# Task objective
In the listing below, put the lines from the one with "tire --coords pixels" up to and including the one with "M150 308L142 308L135" into a JSON list of strings, one string per line, skipping any blank lines.

========================

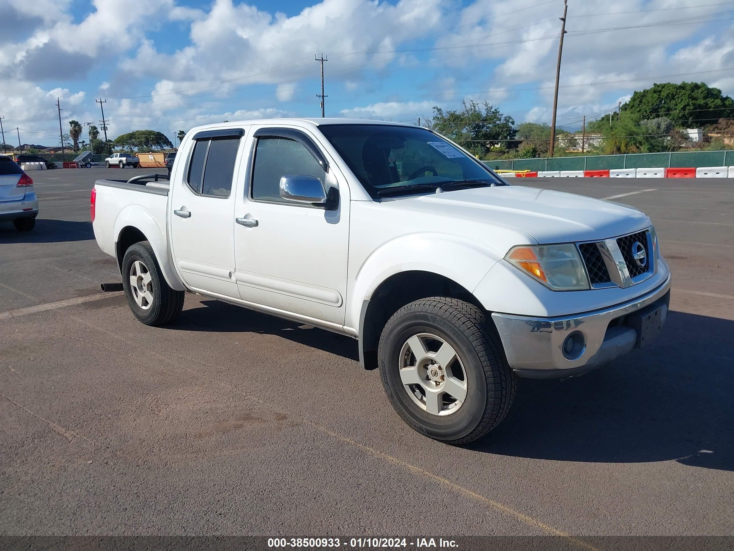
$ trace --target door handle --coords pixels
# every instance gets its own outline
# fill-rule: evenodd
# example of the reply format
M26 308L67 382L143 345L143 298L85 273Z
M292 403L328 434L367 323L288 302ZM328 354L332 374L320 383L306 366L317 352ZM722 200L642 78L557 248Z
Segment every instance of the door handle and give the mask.
M258 221L255 218L235 218L234 221L245 228L257 228Z

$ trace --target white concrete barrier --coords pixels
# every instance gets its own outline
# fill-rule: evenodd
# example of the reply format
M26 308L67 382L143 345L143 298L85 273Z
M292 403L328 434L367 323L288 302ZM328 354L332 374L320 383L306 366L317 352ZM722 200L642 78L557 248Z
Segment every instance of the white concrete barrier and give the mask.
M617 168L609 170L609 178L635 178L637 171L634 168Z
M728 167L700 167L696 169L696 178L727 178Z
M665 178L664 168L638 168L637 178Z
M43 168L41 165L43 165ZM46 168L46 164L43 162L23 162L21 164L21 168L23 170L43 170L43 168Z

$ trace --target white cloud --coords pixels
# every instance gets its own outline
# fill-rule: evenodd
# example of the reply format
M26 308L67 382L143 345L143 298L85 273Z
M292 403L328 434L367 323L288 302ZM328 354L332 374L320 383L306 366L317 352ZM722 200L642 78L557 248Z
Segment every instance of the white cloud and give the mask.
M295 84L293 82L283 82L278 84L275 88L275 97L279 101L289 101L296 93L294 86Z
M340 113L356 118L390 118L397 115L428 115L435 104L435 101L381 101L363 107L343 109Z

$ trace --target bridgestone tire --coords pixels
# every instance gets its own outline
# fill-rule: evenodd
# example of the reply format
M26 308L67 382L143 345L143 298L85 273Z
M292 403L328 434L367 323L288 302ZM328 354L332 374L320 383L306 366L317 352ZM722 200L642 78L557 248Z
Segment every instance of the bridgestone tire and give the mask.
M450 344L464 368L466 398L451 414L428 413L401 380L403 346L421 333ZM436 440L461 444L484 436L504 419L515 398L515 374L494 326L483 311L463 300L432 297L403 306L385 324L377 354L382 386L393 407L413 429Z
M35 218L16 218L12 221L12 225L18 231L30 231L36 226Z
M150 308L142 308L135 300L131 288L131 269L136 261L142 262L151 276L153 301ZM123 289L133 314L146 325L163 325L172 321L184 308L186 293L168 287L150 243L139 241L131 245L123 257Z

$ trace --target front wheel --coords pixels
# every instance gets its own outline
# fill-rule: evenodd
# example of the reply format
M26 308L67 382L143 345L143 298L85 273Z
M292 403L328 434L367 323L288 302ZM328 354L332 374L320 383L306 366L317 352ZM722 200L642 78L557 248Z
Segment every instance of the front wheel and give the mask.
M515 375L487 315L474 305L432 297L400 309L378 350L393 407L413 429L465 444L499 425L515 397Z
M168 323L184 308L184 292L168 287L148 241L135 243L126 251L123 289L133 314L146 325Z

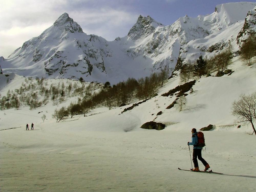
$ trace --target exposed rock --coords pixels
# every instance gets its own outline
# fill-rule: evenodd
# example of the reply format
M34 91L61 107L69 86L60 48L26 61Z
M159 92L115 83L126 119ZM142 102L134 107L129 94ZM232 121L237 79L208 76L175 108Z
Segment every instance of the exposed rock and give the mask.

========================

# Correct result
[
  "$ trace --target bridgestone tire --coords pixels",
  "# every instance gets its own outline",
  "# fill-rule: evenodd",
  "# example of the reply format",
  "M26 308L67 382L143 345L143 298L85 273Z",
  "M292 403L328 434L367 323L288 302ZM328 354L332 374L320 383L306 366L317 352ZM722 200L642 78L557 248Z",
  "Segment every instance of the bridgestone tire and give the mask.",
  "M450 344L464 368L466 398L451 414L428 413L401 380L403 346L421 333ZM436 440L461 444L484 436L504 419L515 398L515 374L494 326L483 311L463 300L432 297L403 306L385 324L377 354L382 386L393 407L413 429Z",
  "M35 218L16 218L12 221L12 225L18 231L30 231L36 226Z",
  "M150 308L142 308L135 300L131 288L131 269L136 261L142 262L151 276L153 301ZM123 289L133 314L146 325L163 325L172 321L184 308L186 293L168 287L150 243L139 241L131 245L123 257Z"
]